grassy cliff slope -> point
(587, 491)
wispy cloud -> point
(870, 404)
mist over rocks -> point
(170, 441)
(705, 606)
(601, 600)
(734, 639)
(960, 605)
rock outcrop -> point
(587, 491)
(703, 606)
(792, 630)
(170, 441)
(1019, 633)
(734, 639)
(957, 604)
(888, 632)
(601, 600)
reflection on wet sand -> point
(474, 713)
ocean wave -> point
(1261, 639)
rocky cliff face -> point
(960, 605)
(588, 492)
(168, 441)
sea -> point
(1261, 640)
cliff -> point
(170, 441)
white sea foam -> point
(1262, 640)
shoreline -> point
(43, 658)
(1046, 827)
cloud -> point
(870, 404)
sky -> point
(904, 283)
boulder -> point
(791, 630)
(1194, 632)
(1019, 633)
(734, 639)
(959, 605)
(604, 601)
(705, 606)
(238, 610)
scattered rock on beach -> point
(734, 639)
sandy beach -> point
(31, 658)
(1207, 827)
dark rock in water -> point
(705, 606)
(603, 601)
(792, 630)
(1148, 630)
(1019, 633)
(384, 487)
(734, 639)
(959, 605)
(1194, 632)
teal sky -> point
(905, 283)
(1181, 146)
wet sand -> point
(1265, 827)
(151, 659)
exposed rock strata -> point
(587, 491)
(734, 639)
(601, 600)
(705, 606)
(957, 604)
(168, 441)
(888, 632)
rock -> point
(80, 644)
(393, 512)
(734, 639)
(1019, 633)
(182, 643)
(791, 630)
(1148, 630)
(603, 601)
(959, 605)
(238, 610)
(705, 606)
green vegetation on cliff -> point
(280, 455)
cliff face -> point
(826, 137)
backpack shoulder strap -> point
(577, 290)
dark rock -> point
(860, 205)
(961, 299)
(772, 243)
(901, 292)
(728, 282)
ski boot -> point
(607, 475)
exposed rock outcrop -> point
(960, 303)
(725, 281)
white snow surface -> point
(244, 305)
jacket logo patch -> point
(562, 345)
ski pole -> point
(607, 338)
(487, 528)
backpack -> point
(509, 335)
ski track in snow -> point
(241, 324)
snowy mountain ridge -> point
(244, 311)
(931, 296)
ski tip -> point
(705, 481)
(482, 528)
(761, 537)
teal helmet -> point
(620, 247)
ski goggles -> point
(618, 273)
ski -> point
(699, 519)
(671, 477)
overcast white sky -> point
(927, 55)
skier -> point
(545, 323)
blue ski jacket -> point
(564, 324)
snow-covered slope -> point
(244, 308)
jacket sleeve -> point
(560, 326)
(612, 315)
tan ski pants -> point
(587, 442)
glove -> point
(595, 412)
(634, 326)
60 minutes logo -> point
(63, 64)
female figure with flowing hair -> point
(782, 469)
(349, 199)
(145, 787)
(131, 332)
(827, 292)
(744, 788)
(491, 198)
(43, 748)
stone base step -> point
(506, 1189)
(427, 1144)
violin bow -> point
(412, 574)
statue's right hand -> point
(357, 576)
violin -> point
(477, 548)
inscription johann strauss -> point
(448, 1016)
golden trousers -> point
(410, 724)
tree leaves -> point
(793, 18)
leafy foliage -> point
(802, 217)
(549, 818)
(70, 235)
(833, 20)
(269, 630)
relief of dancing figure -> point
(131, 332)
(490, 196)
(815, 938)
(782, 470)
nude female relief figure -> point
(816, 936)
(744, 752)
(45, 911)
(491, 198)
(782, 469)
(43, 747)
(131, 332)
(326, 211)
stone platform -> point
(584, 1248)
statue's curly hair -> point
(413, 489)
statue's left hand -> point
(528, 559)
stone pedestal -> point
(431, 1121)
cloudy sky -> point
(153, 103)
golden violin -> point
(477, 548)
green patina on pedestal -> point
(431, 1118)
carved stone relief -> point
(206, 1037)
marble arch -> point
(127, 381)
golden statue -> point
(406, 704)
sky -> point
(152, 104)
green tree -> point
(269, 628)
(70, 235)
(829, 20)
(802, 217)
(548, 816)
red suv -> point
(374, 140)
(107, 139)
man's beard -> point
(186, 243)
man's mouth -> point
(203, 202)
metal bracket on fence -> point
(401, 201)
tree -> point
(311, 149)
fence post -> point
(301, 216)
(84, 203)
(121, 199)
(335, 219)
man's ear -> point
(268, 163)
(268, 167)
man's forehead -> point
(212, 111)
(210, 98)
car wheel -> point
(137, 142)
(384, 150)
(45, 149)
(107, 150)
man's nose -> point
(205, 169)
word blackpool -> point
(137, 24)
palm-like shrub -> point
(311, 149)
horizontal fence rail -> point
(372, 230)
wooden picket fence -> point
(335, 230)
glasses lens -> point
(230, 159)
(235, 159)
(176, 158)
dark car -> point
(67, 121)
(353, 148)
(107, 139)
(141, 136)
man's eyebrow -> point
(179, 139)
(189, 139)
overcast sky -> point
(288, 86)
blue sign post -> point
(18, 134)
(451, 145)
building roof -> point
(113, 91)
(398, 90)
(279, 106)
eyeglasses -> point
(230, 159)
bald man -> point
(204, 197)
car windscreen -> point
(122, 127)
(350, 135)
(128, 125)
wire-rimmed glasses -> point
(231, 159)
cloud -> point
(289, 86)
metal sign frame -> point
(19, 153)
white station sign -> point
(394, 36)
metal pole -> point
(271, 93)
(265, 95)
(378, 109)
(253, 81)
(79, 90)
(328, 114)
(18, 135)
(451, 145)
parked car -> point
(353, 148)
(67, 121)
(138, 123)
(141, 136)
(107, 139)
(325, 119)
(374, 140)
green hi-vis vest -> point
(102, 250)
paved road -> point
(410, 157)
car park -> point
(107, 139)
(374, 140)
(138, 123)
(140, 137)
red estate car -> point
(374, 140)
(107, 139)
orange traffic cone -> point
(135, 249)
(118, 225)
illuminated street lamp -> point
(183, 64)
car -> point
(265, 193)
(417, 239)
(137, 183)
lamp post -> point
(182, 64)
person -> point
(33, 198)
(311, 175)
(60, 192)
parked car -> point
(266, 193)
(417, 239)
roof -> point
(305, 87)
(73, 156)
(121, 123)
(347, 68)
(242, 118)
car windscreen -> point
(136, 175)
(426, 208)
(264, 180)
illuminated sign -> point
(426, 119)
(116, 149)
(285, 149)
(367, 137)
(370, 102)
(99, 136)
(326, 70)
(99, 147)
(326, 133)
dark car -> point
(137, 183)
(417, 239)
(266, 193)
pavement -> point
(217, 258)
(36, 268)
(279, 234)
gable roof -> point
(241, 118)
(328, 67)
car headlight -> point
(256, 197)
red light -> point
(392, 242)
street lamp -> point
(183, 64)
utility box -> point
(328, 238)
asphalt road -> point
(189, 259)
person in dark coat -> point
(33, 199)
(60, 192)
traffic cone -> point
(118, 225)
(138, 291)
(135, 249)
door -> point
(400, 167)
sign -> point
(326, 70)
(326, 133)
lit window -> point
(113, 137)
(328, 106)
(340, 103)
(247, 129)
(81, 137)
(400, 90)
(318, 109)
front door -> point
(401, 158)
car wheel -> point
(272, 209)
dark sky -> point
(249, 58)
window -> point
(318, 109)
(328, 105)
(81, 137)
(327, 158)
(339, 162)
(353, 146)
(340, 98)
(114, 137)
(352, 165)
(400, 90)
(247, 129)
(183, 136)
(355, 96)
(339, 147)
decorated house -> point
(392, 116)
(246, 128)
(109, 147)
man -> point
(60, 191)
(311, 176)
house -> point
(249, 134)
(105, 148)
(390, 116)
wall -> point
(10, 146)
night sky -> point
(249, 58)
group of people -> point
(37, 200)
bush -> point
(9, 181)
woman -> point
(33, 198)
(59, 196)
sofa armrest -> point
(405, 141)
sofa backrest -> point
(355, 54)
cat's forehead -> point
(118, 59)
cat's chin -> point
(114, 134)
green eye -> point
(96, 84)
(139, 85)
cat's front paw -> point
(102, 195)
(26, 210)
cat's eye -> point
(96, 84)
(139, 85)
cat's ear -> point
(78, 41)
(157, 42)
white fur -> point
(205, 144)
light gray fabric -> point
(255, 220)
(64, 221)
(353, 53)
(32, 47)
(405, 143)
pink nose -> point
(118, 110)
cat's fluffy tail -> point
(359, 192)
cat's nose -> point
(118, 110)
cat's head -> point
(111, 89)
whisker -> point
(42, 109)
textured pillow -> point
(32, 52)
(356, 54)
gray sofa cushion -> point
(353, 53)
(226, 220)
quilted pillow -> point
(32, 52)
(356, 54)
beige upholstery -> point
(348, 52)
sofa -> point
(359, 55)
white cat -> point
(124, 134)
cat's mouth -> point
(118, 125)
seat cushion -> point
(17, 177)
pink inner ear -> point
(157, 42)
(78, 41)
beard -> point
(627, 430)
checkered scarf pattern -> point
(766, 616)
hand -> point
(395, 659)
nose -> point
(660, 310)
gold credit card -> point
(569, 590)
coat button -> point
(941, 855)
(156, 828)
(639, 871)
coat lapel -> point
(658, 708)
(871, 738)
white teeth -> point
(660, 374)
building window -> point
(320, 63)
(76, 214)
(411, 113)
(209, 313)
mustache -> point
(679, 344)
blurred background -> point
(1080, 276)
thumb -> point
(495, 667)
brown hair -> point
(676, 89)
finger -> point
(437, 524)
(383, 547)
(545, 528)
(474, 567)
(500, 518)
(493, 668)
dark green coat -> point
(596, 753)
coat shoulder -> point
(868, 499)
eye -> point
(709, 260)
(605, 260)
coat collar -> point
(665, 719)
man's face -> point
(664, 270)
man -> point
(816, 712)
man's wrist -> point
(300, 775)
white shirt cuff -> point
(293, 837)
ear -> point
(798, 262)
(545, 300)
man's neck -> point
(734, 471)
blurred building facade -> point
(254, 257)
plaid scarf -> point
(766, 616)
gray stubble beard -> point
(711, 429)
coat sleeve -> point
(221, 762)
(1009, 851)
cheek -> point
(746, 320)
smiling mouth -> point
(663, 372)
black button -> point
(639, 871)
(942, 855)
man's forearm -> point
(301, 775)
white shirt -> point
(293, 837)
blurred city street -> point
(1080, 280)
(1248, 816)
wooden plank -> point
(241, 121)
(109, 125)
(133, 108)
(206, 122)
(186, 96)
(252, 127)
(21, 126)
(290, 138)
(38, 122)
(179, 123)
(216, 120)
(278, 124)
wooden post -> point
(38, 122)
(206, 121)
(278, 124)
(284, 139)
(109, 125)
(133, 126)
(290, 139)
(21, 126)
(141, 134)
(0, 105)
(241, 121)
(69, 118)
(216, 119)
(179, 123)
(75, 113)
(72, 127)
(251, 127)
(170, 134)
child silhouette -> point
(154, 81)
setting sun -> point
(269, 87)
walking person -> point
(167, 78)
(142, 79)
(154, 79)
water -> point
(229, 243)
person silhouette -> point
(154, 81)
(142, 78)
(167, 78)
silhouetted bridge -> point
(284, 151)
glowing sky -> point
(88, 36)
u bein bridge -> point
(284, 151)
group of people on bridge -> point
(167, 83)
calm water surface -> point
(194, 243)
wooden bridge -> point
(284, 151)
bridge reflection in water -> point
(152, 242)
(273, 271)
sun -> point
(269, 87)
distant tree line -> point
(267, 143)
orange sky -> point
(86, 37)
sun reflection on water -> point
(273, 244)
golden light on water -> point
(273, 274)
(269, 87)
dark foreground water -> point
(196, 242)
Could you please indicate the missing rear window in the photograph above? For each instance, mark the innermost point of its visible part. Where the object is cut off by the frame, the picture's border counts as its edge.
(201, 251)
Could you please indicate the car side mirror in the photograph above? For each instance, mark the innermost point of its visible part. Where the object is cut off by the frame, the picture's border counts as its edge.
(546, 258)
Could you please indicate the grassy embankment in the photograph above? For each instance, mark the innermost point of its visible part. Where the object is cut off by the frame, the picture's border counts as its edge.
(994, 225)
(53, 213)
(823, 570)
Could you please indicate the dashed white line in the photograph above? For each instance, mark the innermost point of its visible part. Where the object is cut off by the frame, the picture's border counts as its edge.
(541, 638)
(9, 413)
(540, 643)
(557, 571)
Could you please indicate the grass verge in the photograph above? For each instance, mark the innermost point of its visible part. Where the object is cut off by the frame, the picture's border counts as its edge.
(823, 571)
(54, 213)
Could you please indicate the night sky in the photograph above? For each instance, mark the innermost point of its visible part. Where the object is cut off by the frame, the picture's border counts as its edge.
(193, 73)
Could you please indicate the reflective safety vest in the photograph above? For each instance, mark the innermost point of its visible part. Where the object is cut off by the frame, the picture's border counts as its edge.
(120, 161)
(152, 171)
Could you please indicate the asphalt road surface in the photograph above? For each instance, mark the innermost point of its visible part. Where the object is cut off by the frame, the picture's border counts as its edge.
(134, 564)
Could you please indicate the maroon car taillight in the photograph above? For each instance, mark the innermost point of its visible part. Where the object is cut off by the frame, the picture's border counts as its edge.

========================

WHAT YOU WILL DO: Lines from the one containing "Could you please indicate the reflective" through the final line of the entries above are to be output exactly; omit all others.

FINAL ANSWER:
Could you please indicate the reflective safety vest in the photograph above? For each instance, mark the innermost point of its visible part. Where the object is cut off by the frame, the picture's border counts as its edge.
(120, 161)
(152, 171)
Could you please indicate the asphalt road surface in the photograph above? For each instance, mark the innermost point of its visible part. Where the object is cut off by the frame, the picture's border counts as its edge.
(134, 564)
Could you please indicate the maroon car taillight in the photograph above? For each instance, mark the innermost point of its visible part. Where the object is cut off by the frame, the picture's border counts as its edge.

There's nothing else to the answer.